- **WHAT TO DO**
Please reproduce every one of the entries below verbatim, line by line, changing nothing.

━━ RECORDS SHOWN

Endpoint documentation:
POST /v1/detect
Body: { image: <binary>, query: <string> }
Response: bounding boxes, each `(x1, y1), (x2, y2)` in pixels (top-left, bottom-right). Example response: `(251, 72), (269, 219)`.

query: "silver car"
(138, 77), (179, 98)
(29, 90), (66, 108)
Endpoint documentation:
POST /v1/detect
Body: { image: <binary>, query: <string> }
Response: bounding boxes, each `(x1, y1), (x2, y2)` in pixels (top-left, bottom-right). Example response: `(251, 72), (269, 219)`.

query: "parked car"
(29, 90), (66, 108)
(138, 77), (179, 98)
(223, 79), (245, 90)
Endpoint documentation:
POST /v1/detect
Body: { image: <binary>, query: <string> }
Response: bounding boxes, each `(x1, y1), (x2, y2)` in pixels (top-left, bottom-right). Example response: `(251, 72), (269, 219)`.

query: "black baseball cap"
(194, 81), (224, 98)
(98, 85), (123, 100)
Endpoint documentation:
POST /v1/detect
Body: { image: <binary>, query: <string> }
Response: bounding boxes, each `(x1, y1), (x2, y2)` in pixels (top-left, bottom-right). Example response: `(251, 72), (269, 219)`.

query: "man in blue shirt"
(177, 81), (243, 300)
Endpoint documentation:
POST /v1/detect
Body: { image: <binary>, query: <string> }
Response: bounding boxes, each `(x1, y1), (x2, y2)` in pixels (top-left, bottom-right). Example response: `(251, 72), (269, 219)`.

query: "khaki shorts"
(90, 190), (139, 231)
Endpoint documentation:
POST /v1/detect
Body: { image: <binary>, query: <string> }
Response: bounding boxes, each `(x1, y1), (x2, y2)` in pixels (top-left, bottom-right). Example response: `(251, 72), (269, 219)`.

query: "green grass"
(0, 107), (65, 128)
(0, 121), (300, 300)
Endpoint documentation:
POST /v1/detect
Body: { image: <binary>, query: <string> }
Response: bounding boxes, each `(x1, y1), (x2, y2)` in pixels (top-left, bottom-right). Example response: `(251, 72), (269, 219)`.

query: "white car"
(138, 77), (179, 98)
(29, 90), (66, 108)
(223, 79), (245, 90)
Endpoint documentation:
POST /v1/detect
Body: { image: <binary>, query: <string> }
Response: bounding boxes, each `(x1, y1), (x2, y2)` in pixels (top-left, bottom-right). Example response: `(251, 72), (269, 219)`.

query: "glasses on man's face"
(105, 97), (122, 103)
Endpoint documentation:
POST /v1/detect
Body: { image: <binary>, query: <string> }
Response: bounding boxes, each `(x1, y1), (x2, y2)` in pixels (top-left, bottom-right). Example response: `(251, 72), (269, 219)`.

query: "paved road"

━━━━

- **SOLUTION TO THE PROBLEM**
Endpoint documentation:
POST /v1/detect
Body: { image: <binary>, query: <string> }
Response: bounding boxes, each `(x1, y1), (x2, y2)` in pixels (top-left, bottom-right). Example response: `(251, 72), (269, 219)`.

query: "silver car"
(138, 77), (179, 98)
(29, 90), (66, 108)
Endpoint documentation:
POST /v1/detect
Body: { image: <binary>, query: <string> }
Response: bounding boxes, each `(x1, y1), (x2, y2)` in pixels (top-left, bottom-right). Example response: `(251, 72), (269, 219)`.

query: "parked car"
(29, 90), (66, 108)
(138, 77), (179, 98)
(223, 79), (245, 90)
Endpoint documentation:
POST /v1/detect
Body: { image: <binary>, query: <string> }
Response: bounding boxes, each `(x1, y1), (x2, y2)` in pixels (top-left, bottom-right). Example response: `(251, 72), (269, 219)`.

query: "black baseball cap"
(194, 81), (224, 98)
(98, 85), (123, 100)
Endpoint documentation:
POST /v1/detect
Body: { image: <binary>, query: <string> }
Response: bounding boxes, each `(x1, y1), (x2, y2)` in pixels (top-left, bottom-right). Example response: `(251, 72), (269, 219)`.

query: "man in blue shirt"
(177, 81), (243, 300)
Endpoint documentation:
POST /v1/detect
Body: { image: <binary>, query: <string> }
Response: bounding boxes, each `(x1, y1), (x2, y2)` in pixels (top-left, bottom-right). Example response: `(251, 72), (269, 219)`.

query: "khaki shorts"
(90, 190), (139, 231)
Endpoint documentation:
POST /v1/detect
Body: { image: <binary>, query: <string> }
Response: bounding boxes, each `(x1, y1), (x2, y2)` in pixels (top-left, bottom-right). Example response: `(251, 72), (269, 219)`.

query: "green grass"
(0, 107), (65, 128)
(0, 121), (300, 300)
Endpoint documentation:
POST /v1/detect
Body: { image: <binary>, query: <string> }
Response: bounding boxes, each `(x1, y1), (x2, y2)` in pixels (top-left, bottom-right). Example response: `(251, 72), (269, 219)`.

query: "white car"
(138, 77), (179, 98)
(29, 90), (66, 108)
(223, 79), (245, 90)
Endpoint documentation:
POST /v1/detect
Body: { image: <binary>, query: <string> }
Response: bounding boxes, each `(x1, y1), (x2, y2)` in pixels (top-left, bottom-right). Example response: `(251, 72), (269, 219)`.

query: "glasses on man's face"
(105, 97), (122, 103)
Endpoint documentation:
POST /v1/detect
Body: { image: <binary>, query: <string> }
Response: bounding boxes, each `(x1, y1), (x2, y2)` in pixels (top-left, bottom-right). Example response: `(251, 72), (269, 219)`.

query: "paved road"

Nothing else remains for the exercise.